Problem description >> Render the listing below as a numbered list, one item per line, and leave out any blank lines.

(Excerpts from a point labeling dataset)
━━━━━━━━━━

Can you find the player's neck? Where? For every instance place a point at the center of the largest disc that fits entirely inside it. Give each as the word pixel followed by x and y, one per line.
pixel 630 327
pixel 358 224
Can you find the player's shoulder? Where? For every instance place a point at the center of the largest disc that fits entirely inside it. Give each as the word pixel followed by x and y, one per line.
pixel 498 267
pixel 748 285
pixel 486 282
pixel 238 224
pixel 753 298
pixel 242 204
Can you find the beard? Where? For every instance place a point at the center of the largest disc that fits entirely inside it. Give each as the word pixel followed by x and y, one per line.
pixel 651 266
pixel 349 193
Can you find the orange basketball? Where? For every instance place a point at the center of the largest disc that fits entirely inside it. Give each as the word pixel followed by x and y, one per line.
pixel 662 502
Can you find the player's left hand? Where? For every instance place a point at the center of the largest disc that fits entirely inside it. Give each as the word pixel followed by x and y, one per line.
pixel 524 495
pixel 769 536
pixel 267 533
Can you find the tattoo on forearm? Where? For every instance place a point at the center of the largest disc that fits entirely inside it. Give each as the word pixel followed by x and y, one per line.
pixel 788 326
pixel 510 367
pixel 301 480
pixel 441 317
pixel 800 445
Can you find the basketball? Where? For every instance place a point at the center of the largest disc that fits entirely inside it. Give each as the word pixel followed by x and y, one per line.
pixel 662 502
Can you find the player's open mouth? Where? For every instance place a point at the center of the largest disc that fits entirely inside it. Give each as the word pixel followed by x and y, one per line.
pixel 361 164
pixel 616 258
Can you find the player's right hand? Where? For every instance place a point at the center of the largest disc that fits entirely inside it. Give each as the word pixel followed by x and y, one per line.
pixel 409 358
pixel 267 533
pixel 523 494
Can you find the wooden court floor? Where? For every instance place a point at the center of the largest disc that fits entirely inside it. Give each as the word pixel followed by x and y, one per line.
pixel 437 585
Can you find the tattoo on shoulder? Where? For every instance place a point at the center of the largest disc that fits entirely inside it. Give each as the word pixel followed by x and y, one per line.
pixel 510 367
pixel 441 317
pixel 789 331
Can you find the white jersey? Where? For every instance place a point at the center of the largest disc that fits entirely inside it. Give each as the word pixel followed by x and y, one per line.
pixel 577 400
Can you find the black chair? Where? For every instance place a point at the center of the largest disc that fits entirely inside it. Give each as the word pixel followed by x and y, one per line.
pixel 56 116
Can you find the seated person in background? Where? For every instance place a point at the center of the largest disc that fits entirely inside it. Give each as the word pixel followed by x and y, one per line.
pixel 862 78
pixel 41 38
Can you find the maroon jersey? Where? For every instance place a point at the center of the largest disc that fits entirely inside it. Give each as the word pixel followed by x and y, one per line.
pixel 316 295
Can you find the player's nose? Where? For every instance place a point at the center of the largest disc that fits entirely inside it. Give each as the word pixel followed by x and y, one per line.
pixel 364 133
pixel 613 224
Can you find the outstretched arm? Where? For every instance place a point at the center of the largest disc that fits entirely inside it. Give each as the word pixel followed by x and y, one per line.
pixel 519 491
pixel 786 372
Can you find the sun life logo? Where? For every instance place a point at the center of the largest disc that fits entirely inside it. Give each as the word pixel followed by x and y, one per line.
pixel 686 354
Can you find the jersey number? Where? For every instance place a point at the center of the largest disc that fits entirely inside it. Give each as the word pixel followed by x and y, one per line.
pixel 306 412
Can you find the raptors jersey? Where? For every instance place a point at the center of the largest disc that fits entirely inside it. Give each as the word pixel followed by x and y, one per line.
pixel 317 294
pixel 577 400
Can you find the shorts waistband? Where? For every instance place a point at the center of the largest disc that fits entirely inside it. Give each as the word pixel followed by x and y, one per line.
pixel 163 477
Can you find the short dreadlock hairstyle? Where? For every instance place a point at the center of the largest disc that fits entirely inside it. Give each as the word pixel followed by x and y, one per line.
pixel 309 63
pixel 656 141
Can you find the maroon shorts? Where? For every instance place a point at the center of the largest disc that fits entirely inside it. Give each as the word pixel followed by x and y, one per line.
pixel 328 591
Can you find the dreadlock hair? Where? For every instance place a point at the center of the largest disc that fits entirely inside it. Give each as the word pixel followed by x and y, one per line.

━━━━━━━━━━

Answer >>
1. Can you find the player's neck? Where? For every instance place a point at the center of the largest disc that fits entirely inside it. Give each as the word pixel followed by x and y, one per line.
2. pixel 630 327
3. pixel 358 224
4. Can you find the player's shoulder? Where? For every instance place a point at the center of the largest disc that fits entirely inside it. Give each as the word pixel followed by x and y, one per line.
5. pixel 498 267
6. pixel 748 285
7. pixel 486 282
8. pixel 238 224
9. pixel 753 298
10. pixel 242 204
11. Can you find the beard? Where? For every instance place a point at the center of the largest disc that fits entirely inside it. Give each as the word pixel followed by x and y, one per line.
12. pixel 651 266
13. pixel 349 193
14. Can you find the orange basketball? Where? For every instance place a point at the center of the largest disc that fits entirely inside it. Give each as the word pixel followed by x and y, one per line.
15. pixel 662 502
16. Can you find the player's left hand? Where? For every instance place a point at the center of the largest disc that fits entirely inside it. Give each as the word pixel followed by x and y, one per line.
17. pixel 524 495
18. pixel 769 536
19. pixel 267 533
20. Can you find the tattoo on forearm? Where? For every instance place a point at the center of the largest disc that fits entirely inside it. Give each as the word pixel followed by x and y, one per line.
21. pixel 788 326
22. pixel 510 367
23. pixel 301 480
24. pixel 441 317
25. pixel 800 445
26. Can you find the basketball? Where? For every instance place a point at the center of the largest disc that fits entirely inside it. Give each as the word pixel followed by x and y, one per line.
27. pixel 662 502
28. Can you find the player's open mouth? Where? For every instance place a point at the center of the largest disc that fits entirely inside it. Give each as the word pixel followed by x and y, one per line.
29. pixel 361 164
30. pixel 616 258
31. Can you find the player's right hand? Where? For every instance place a point at the center of the largest disc that fits entirely inside it. Give each as the word pixel followed by x and y, one per line.
32. pixel 409 358
33. pixel 267 533
34. pixel 523 494
35. Can you find the wooden court floor? Where? For every instance place a point at the center of the largest disc that fits entirely inside it. Give each as the word pixel followed by x and y, one per line.
36. pixel 437 585
37. Can you find the tattoo on shoulder? Where? For every instance place a point at the center of the largest disc that fits entirely inside it. Give each as the word pixel followed by x and y, one per line.
38. pixel 510 367
39. pixel 441 317
40. pixel 789 331
41. Can you find the white jersey? Where? For every instance place a point at the center of the largest disc that fits entirely inside it. Give each as the word pixel followed by x and y, one per line.
42. pixel 577 400
43. Can you find the black chair? Where? For every instance place a point at the center of the largest disc that fits entirely inside it. Give each as the word pixel followed by x and y, one per line.
44. pixel 56 116
45. Can you find the seated person in background? Where? For every instance place a point at the center of the largest disc that fits entirely inside it. Give each as the word pixel followed by x and y, one per line.
46. pixel 862 78
47. pixel 41 38
48. Can you find the maroon jersey? Where? For every instance place a point at the center of the largest disc that fits entirely inside it. Give each as the word pixel followed by x and y, one per line.
49. pixel 316 295
50. Can you find the player's nose? Where? For every instance place a point at the center of the largest disc that fits entirely inside it. Give each as the word pixel followed by x and y, one per line.
51. pixel 364 133
52. pixel 613 224
53. Can you find the outstretched arm? Where? For every instance place a point at the center of the largest disc that fits entirely inside it. Give each as the word pixel followed by x and y, one per line.
54. pixel 519 491
55. pixel 786 372
56. Can you find the sun life logo? Where? For every instance place a point at the center of the largest disc that fits entirely inside it. Give each as the word pixel followed by x and y, one per line.
57. pixel 686 354
58. Can you find the jersey number? Where? For every instance place a point at the center of the largest disc that fits entirely inside it. Give each as the word pixel followed by x and y, one per line.
59. pixel 306 412
60. Can you find the raptors jersey? Where? For every instance place a point at the center of the largest disc that fits entirely inside it. Give each as the word pixel followed by x and y, one per line.
61. pixel 317 294
62. pixel 577 400
63. Can you find the shorts waistband? Where? For every instance place a point at the center of the largest disc that fits entirely inside it. Give each as the word pixel followed by x and y, one per line.
64. pixel 163 477
65. Can you find the short dreadlock hairstyle? Where? For every instance place a point at the center of the largest disc that fits entirely inside it. Give each as the word pixel followed by x and y, one per line.
66. pixel 309 63
67. pixel 656 141
68. Can you find the maroon shorts? Where? For every instance place a point at the center of the largest disc that fits entirely inside it. Give each as the word pixel followed by x and y, one per line.
69. pixel 328 591
70. Can you find the dreadlock hair? Where? For every instance place a point at the center of the largest disc that fits entirely inside it. Give each as the word pixel followed by x and y, one per line.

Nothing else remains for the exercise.